## [Task details]
Print out the records that follow, exactly and completely.

--- Supplied information ---

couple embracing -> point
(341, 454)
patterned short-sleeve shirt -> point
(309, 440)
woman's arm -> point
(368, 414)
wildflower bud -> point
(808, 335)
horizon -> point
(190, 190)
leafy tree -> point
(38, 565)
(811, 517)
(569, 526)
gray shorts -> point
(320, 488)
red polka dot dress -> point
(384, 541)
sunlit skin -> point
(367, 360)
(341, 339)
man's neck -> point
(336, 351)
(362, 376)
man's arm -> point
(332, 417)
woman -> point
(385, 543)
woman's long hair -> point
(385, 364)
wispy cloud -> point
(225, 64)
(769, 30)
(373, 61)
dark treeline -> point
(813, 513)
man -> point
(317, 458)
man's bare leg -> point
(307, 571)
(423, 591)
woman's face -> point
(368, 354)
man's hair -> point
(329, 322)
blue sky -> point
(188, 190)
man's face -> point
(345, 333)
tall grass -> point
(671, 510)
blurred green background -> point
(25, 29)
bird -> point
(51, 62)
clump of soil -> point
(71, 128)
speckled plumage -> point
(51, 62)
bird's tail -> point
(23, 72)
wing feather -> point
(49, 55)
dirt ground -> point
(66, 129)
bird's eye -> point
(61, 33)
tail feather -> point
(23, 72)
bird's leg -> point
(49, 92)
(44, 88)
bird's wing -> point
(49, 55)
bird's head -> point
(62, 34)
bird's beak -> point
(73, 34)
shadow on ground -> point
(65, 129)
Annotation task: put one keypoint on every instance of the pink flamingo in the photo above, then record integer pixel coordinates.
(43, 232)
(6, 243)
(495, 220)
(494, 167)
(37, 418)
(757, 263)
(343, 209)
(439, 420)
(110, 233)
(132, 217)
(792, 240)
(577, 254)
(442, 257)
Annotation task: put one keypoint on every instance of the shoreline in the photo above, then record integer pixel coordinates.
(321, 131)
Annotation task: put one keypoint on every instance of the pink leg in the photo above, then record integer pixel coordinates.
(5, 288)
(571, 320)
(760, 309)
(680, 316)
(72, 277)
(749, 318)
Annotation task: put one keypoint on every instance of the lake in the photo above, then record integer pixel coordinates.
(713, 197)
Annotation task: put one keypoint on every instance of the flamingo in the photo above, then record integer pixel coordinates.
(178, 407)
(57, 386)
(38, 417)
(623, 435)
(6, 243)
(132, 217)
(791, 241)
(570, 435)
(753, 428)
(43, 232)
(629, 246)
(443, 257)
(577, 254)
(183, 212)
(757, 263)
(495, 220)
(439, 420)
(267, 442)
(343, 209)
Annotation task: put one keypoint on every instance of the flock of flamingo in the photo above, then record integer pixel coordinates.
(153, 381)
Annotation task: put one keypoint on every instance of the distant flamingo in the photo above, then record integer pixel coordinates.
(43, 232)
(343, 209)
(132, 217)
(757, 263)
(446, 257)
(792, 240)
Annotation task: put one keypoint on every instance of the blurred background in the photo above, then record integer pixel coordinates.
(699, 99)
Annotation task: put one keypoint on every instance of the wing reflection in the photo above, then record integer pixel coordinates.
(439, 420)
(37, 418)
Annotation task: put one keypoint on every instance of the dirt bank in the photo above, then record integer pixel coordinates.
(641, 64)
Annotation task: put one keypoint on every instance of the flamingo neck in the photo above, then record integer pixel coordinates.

---

## [Answer]
couple embracing -> point
(341, 454)
patterned short-sleeve shirt -> point
(309, 440)
woman's arm -> point
(368, 414)
wildflower bud -> point
(808, 335)
horizon -> point
(190, 190)
leafy tree -> point
(38, 565)
(811, 517)
(569, 526)
gray shorts -> point
(320, 488)
red polka dot dress -> point
(384, 541)
sunlit skin -> point
(367, 360)
(341, 339)
man's neck -> point
(336, 351)
(362, 376)
man's arm -> point
(332, 417)
woman -> point
(385, 543)
woman's long hair -> point
(385, 364)
wispy cloud -> point
(225, 64)
(769, 30)
(373, 61)
dark treeline -> point
(813, 513)
man -> point
(317, 458)
man's bare leg -> point
(307, 571)
(423, 591)
woman's face -> point
(368, 354)
man's hair -> point
(329, 322)
blue sky -> point
(188, 190)
man's face -> point
(345, 333)
tall grass -> point
(671, 510)
blurred green background -> point
(25, 29)
bird -> point
(51, 62)
clump of soil -> point
(71, 128)
speckled plumage -> point
(51, 62)
bird's tail -> point
(23, 72)
wing feather -> point
(49, 55)
dirt ground -> point
(66, 129)
bird's eye -> point
(61, 33)
tail feather -> point
(23, 72)
bird's leg -> point
(49, 92)
(44, 88)
bird's wing -> point
(49, 55)
bird's head -> point
(62, 34)
bird's beak -> point
(73, 34)
shadow on ground -> point
(65, 129)
Annotation task: put one keypoint on every instance of the pink flamingo in the photo above, then record integer pixel coordinates.
(43, 232)
(6, 243)
(495, 220)
(494, 167)
(37, 418)
(757, 263)
(343, 209)
(439, 420)
(110, 233)
(132, 217)
(792, 240)
(577, 254)
(442, 257)
Annotation task: put one keypoint on every instance of the shoreline in the photo above, then record integer pixel coordinates.
(321, 131)
Annotation task: put one keypoint on every instance of the pink leg in the photo above, then record integer pixel coordinates.
(5, 288)
(571, 320)
(760, 309)
(680, 316)
(72, 277)
(749, 318)
Annotation task: put one keypoint on every instance of the lake in the photo above, then record integer pixel coordinates.
(713, 197)
Annotation task: put one keypoint on every instance of the flamingo in the photo above, then record integer pixel coordinates.
(178, 407)
(57, 386)
(38, 417)
(623, 435)
(6, 243)
(132, 217)
(791, 241)
(570, 435)
(753, 428)
(43, 232)
(629, 246)
(443, 257)
(577, 254)
(183, 212)
(757, 263)
(495, 220)
(439, 420)
(267, 442)
(343, 209)
Annotation task: put one keypoint on every instance of the flock of flamingo in the photo above, then record integer pixel coordinates.
(153, 381)
Annotation task: put one keypoint on every instance of the distant flamingo in the photo above, then record integer pixel coordinates.
(43, 232)
(343, 209)
(132, 217)
(757, 263)
(446, 257)
(792, 240)
Annotation task: put one keypoint on every instance of the blurred background in the photo above, then record integer pixel coordinates.
(699, 99)
Annotation task: put one keypoint on every instance of the wing reflection in the photo above, then record integer pixel coordinates.
(439, 420)
(37, 418)
Annotation task: put one keypoint on every instance of the dirt bank in the photo above, then record integer pixel coordinates.
(641, 64)
Annotation task: put one keypoint on every instance of the flamingo neck in the photo above, then record integer pixel coordinates.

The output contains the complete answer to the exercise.